What is expected:
Take the line that contains "the man's face" and all lines after it, up to and including the last line of the data, and write them out exactly; nothing else belongs in the answer.

Stored data:
:::::

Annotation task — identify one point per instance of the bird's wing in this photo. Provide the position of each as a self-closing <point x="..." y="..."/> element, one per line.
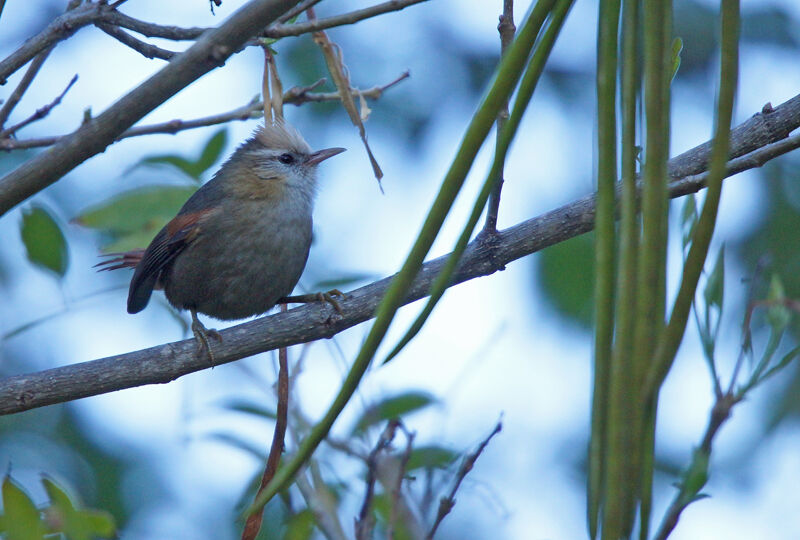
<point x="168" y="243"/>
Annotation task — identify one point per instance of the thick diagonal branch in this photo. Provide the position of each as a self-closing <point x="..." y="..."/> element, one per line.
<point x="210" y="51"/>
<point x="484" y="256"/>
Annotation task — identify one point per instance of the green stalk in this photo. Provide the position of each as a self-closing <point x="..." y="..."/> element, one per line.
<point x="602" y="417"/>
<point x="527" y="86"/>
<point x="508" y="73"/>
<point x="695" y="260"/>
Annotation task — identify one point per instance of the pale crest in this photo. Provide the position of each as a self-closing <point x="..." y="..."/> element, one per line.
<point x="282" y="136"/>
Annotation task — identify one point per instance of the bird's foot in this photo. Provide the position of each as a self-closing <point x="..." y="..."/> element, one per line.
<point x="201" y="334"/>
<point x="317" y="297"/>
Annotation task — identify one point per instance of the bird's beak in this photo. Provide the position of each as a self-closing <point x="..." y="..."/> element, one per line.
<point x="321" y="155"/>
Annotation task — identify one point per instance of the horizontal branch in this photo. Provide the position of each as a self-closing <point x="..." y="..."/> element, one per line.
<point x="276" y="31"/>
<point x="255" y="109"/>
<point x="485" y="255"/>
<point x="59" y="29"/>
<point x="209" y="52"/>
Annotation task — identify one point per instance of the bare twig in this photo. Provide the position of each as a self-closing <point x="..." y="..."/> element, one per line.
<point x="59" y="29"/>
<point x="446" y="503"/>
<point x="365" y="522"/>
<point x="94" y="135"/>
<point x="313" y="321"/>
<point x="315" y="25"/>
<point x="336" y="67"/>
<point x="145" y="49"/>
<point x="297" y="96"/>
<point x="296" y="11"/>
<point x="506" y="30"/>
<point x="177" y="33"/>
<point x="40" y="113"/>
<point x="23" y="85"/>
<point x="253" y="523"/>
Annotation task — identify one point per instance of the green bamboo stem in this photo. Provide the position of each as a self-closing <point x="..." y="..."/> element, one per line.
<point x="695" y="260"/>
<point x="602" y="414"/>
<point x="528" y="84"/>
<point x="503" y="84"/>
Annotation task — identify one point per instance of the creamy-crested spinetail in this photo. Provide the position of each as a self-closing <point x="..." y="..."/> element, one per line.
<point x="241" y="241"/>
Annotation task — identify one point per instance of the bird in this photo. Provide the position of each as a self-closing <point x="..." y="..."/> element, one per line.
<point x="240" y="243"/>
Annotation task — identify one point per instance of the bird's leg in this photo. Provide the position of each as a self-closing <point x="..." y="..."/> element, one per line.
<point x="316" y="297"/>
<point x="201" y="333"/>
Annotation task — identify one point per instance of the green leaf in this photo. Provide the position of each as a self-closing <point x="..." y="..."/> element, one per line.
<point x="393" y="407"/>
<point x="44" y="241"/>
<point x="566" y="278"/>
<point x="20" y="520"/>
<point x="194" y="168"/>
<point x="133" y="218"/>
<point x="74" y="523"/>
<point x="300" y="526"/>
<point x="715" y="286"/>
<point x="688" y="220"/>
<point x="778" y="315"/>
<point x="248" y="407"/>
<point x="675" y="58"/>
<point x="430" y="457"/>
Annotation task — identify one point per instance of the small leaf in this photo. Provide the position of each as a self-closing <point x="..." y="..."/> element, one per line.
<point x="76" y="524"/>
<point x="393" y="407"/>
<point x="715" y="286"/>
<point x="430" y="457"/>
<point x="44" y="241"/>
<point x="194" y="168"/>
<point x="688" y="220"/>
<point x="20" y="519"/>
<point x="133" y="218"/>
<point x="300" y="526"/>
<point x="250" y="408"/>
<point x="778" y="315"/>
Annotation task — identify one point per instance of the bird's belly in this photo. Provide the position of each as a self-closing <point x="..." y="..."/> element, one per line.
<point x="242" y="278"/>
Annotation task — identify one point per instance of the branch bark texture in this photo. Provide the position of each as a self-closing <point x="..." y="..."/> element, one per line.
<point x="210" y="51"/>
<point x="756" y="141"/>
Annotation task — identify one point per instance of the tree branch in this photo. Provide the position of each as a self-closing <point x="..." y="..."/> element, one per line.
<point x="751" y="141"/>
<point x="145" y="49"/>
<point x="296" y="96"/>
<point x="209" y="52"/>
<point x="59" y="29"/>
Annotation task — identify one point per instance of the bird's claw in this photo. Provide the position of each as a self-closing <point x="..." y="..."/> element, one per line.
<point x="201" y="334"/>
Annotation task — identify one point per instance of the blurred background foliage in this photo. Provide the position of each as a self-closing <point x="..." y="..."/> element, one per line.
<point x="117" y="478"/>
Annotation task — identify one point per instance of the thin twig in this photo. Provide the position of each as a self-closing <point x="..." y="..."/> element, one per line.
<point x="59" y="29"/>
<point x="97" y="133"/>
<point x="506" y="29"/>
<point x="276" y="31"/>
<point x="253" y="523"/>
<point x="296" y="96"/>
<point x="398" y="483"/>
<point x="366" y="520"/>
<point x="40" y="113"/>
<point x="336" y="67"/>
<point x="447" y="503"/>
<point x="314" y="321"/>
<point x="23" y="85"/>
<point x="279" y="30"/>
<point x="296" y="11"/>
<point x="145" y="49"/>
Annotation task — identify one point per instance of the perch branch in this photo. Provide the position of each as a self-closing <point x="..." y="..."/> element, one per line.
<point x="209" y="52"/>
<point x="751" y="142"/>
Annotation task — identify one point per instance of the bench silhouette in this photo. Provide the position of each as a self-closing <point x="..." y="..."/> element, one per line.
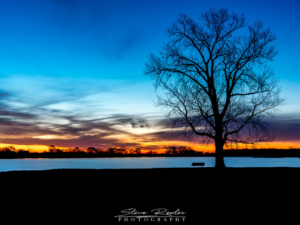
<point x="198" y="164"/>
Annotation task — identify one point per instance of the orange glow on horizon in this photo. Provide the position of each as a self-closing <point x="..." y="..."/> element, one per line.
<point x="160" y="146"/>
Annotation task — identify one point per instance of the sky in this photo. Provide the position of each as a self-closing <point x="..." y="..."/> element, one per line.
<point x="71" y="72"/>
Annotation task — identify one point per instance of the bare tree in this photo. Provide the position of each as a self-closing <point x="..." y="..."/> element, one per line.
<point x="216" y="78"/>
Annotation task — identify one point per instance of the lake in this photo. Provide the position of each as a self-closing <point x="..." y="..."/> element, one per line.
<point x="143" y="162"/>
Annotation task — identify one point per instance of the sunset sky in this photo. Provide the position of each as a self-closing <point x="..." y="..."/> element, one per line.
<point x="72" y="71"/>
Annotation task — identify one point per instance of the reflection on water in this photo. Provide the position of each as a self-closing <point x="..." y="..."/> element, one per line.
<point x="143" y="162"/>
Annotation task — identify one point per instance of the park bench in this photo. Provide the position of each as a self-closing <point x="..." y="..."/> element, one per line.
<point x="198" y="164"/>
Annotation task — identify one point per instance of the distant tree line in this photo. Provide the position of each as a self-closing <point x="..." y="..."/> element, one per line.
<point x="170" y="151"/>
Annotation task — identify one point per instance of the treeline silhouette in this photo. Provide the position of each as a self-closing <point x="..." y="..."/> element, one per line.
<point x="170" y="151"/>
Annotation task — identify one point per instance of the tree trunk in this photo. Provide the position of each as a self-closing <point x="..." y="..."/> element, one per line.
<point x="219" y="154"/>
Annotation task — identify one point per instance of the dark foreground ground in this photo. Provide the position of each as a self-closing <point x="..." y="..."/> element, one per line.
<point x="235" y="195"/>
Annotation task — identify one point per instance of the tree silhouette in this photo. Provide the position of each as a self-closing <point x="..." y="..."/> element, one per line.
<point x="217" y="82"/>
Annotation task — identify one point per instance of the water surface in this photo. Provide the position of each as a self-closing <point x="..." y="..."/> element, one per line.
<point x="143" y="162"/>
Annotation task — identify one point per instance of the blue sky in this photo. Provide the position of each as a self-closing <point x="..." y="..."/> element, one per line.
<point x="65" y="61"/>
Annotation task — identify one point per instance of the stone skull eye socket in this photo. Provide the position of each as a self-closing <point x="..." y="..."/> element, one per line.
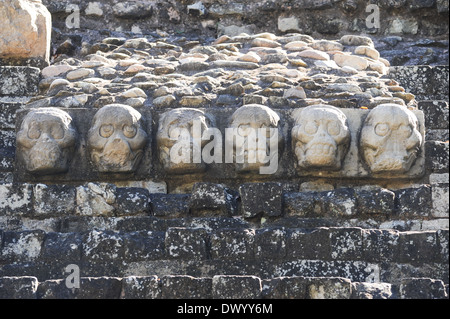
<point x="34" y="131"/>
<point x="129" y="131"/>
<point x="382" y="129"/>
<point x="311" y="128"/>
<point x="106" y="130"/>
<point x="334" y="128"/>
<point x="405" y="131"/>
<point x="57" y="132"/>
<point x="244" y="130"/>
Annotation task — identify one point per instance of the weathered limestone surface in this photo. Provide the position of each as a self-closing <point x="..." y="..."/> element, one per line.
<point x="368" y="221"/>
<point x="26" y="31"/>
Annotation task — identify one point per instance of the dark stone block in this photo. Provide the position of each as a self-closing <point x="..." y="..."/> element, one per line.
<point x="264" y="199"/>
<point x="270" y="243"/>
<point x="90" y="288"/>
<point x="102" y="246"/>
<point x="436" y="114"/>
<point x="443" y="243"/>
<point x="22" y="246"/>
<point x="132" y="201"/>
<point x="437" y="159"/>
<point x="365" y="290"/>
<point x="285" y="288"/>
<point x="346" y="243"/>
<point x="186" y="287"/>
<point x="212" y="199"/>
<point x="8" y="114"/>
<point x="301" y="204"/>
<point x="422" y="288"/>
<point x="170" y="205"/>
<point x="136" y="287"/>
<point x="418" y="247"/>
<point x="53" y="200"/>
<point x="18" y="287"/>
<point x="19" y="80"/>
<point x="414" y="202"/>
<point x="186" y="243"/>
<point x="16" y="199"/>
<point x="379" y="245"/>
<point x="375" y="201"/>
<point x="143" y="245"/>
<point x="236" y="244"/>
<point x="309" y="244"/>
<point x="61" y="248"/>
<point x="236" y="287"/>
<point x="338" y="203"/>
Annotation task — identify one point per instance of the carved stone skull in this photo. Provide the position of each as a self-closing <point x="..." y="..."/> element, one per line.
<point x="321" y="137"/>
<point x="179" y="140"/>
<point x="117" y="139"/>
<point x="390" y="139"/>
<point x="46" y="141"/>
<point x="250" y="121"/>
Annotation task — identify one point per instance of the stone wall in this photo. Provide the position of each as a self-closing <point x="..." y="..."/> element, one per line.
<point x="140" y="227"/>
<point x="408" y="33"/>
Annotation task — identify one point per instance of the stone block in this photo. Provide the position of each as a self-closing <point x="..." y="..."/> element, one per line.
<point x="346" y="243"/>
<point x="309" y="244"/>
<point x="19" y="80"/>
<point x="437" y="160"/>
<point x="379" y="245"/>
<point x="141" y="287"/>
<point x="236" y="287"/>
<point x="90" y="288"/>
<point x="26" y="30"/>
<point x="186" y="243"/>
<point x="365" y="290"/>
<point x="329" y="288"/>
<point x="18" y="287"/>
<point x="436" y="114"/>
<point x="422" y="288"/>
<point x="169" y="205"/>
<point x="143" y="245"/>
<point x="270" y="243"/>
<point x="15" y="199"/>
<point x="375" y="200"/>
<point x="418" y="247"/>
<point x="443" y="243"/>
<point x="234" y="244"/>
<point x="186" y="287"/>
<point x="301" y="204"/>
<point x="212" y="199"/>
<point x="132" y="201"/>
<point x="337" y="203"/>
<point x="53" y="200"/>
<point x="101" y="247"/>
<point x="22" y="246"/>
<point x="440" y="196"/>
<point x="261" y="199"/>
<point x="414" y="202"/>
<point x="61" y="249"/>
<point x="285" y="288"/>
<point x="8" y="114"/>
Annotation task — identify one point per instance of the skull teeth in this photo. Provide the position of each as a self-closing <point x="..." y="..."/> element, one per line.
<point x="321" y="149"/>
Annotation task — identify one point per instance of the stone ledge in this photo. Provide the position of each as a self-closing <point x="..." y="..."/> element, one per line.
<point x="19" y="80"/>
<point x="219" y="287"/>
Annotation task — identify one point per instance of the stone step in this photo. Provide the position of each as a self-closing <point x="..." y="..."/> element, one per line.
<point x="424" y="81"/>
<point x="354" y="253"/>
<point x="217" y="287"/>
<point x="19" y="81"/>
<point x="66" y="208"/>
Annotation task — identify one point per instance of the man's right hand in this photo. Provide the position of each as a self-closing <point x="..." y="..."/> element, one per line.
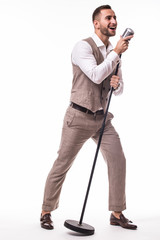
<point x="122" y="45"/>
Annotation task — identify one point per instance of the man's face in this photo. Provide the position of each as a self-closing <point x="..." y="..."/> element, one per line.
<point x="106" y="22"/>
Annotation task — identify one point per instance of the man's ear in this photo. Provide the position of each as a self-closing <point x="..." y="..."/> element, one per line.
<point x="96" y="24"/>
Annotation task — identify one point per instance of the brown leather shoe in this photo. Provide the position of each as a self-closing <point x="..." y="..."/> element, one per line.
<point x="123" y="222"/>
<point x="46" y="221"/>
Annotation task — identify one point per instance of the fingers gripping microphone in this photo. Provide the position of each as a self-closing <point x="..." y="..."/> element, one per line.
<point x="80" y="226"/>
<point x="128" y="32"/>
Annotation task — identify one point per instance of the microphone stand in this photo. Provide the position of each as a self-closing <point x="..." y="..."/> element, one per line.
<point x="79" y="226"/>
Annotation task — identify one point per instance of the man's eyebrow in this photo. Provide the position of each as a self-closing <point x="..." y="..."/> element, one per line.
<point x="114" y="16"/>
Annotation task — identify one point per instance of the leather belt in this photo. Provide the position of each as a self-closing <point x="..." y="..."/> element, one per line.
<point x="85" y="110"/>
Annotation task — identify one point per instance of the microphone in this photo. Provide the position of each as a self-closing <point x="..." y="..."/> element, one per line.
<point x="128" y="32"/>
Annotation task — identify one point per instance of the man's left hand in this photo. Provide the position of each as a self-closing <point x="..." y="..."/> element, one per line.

:::::

Full solution:
Annotation task — identify one point per instance of the man's face in this photo. Provide the position of each as a self-closing <point x="..." y="..."/> element, one per line.
<point x="106" y="22"/>
Annotation task — identify one point per instance of the man's ear in this photo. Provide the position of each as a self-closing <point x="..." y="..."/> element, one per line.
<point x="96" y="24"/>
Annotation task — identify one point per instance of the brown leather shoe in this photo. Provide the position of each as a self-closing <point x="..." y="..."/> element, one per line.
<point x="123" y="222"/>
<point x="46" y="221"/>
Annotation task — identify one point per instance of the fingers gripping microphone in this photo. Provide the position of each as a self-closing <point x="..." y="..."/> element, one per line.
<point x="80" y="226"/>
<point x="128" y="32"/>
Annotation task — identify one point per instance of the microphone stand in this photo. Provide the position of each as a self-closing <point x="..." y="..."/> element, one per line.
<point x="79" y="226"/>
Annotation task — identify one point per instance of the man's eyebrow in this photo. Provide the position of each as a self-closing <point x="..." y="..."/> element, one per line.
<point x="114" y="16"/>
Annotation task — identify one point per instance of the leather belt in this photo. Provide the position of each as a self-closing <point x="..." y="..."/> element, one per line.
<point x="85" y="110"/>
Annotation task — identify one point per instance of the microphone in this photo. Provide the position of each as a self-closing <point x="..." y="..."/> element, one per line.
<point x="128" y="32"/>
Annotation task — identify one point per instance of the man's left hand in this photo. Provide the position of each as a self-closing <point x="..." y="..."/> element, one per line.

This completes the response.